Не знаю, приходили ли Баруху в голову подобные мысли, когда он смотрел на ринг, где страсти накалились до предела и Джо Луис все чаще загонял Билли Кона в угол. Мне приходили.

Бой закончился победой чернокожего боксера. Ее приветствовало большинство публики. Но одна ее часть – меньшая по размерам – была очень недовольна. Люди шикали и рвали какие‑то бумажки, бросая их на пол. Барух посмотрел на меня оценивающим взглядом.

– Каково? – как бы говорили его глаза.

– Все очень интересно, – сказал я. – Сила силу ломит, ясное дело.

С тех пор прошло много лет. Но я все еще нередко вспоминаю этот ожесточенный поединок двух взмыленных молодых американцев на ринге и довольно занятную боксерскую стойку Баруха, в которой он в шутку ощетинился при нашей последующей встрече. И это было в определенной степени символично: СССР и США находились в состоянии «холодной войны». На международной арене мы парировали попытки Вашингтона в силовой борьбе добиться изоляции Москвы.

В американском спорте, как нетрудно заметить, есть еще один очень интересный, хотя и жестокий его вид – футбол. Правда, играют в него американцы и руками, прорываясь с кожаной «дыней» в «дом» соперника. А ногами играют, только когда надо бить штрафные. Грубость в этой игре господствует надо всем, жестокость – царица бала современных гладиаторов, некоторые из них, несмотря на могучее телосложение, становятся калеками. Как контрастно по сравнению с этим видом спорта выглядят соревнования по таким прекрасным дисциплинам, как легкая атлетика, бейсбол, плавание, гимнастика, теннис, баскетбол, волейбол и, конечно, футбол в нашем понимании, да еще когда в него играют настоящие мастера.

Что касается меня, то в студенческие годы я пробовал играть в футбол. Еще одним видом, в котором я испытывал силы, был волейбол. На любительском уровне среди студентов вроде бы и неплохо получалось. Но по‑серьезному и к этому виду спорта я не приобщился.

В годы пребывания за границей меня иногда привлекала игра сильных зарубежных команд. Однако здесь я должен сделать оговорку. В этих случаях мы с женой обычно ходили на футбол, но поскольку советских игроков на поле не было, то я больше наблюдал не за игрой футболистов, а за поведением публики. Особенно мне нравилось смотреть на английских зрителей во время игры.

Когда я был послом в Великобритании, мы, случалось, в воскресные дни в составе небольшой компании выезжали за город. Шутя говорили:

– Едем изучать Англию.

Такие поездки нам нравились. Не успеешь удалиться от Лондона на десяток километров, как обязательно встретишь хорошо оборудованное и ухоженное футбольное поле. Как правило, оно не пустовало. Проедешь еще десять‑двадцать километров – опять такое же футбольное поле со всеми атрибутами, которые необходимы для отдыха и занятий спортом.

Бывали случаи, когда мы выезжали километров за 75–100. Тогда нам попадалось по крайней мере с десяток футбольных арен, одинаково хорошо обустроенных и аккуратных. Нередко случалось так. Ставим машину в положенное место, выходим из нее, садимся на скамейки, где побольше зрителей, и наблюдаем за игрой.

ЗАДАНИЯ К УПРАЖНЕНИЮ
(1) Кем рассказчик работал в Великобритании, судя по отрывку?
(2) Какие виды спорта отрывок называет прекрасными дисциплинами в противовес американскому футболу? Перечислите все.
(3) Выпишите из отрывка без изменений кусок, который открывается словами «Такие поездки нам» и заканчивается словами «наблюдаем за игрой.».

ИСХОДНЫЕ ДАННЫЕ
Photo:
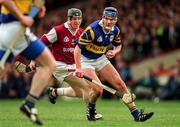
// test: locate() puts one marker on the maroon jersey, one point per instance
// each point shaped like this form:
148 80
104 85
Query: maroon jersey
62 41
21 59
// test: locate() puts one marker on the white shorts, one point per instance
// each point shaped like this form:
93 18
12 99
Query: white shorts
96 64
7 34
61 74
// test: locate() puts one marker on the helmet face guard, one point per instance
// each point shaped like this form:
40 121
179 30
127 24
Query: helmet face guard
74 12
110 12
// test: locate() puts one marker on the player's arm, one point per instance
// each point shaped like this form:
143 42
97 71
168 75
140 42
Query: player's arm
86 37
11 6
50 37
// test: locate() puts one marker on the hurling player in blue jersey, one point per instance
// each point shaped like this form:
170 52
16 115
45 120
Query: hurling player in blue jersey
91 57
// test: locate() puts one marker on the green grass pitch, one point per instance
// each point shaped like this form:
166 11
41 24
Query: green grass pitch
72 114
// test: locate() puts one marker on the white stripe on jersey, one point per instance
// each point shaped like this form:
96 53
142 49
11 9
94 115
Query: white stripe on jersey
51 36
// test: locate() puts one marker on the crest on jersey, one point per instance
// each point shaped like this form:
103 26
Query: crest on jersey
99 39
111 38
66 39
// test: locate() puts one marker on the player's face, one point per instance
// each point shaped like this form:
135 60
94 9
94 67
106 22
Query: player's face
75 22
109 22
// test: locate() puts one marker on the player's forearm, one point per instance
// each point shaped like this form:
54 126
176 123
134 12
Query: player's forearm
77 56
117 49
10 5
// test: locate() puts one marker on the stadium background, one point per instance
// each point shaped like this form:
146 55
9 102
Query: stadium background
149 63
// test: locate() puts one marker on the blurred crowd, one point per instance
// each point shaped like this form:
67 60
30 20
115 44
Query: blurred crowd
149 29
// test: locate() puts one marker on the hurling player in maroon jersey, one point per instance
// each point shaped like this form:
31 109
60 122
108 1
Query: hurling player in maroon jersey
62 38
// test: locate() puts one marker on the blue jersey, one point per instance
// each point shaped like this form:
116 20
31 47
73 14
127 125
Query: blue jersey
94 42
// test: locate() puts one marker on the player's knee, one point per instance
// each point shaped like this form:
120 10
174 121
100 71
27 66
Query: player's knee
119 84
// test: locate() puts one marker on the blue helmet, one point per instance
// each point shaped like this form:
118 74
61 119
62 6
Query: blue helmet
110 12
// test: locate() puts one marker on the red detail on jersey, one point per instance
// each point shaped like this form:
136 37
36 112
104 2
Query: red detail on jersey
63 48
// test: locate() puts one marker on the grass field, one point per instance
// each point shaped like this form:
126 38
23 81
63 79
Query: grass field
72 114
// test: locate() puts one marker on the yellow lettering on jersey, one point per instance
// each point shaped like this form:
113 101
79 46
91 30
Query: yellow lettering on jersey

ИТОГОВЫЕ ОТВЕТЫ
(1) Послом.

(2) Легкая атлетика, бейсбол, плавание, гимнастика, теннис, баскетбол, волейбол, футбол.

(3)
Такие поездки нам нравились. Не успеешь удалиться от Лондона на десяток километров, как обязательно встретишь хорошо оборудованное и ухоженное футбольное поле. Как правило, оно не пустовало. Проедешь еще десять‑двадцать километров – опять такое же футбольное поле со всеми атрибутами, которые необходимы для отдыха и занятий спортом.

Бывали случаи, когда мы выезжали километров за 75–100. Тогда нам попадалось по крайней мере с десяток футбольных арен, одинаково хорошо обустроенных и аккуратных. Нередко случалось так. Ставим машину в положенное место, выходим из нее, садимся на скамейки, где побольше зрителей, и наблюдаем за игрой.